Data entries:
■ ■ ■ ■ ■

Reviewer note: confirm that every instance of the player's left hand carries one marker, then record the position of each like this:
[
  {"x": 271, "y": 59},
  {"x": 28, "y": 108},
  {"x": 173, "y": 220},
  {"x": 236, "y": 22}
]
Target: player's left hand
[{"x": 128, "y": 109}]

■ ■ ■ ■ ■

Assigned task: Type out the entries again, word for word.

Your solution:
Reviewer note: confirm that every instance of the player's left hand carries one marker, then record the position of each like this:
[
  {"x": 271, "y": 59},
  {"x": 28, "y": 108},
  {"x": 173, "y": 220},
  {"x": 236, "y": 22}
]
Target: player's left hand
[{"x": 128, "y": 109}]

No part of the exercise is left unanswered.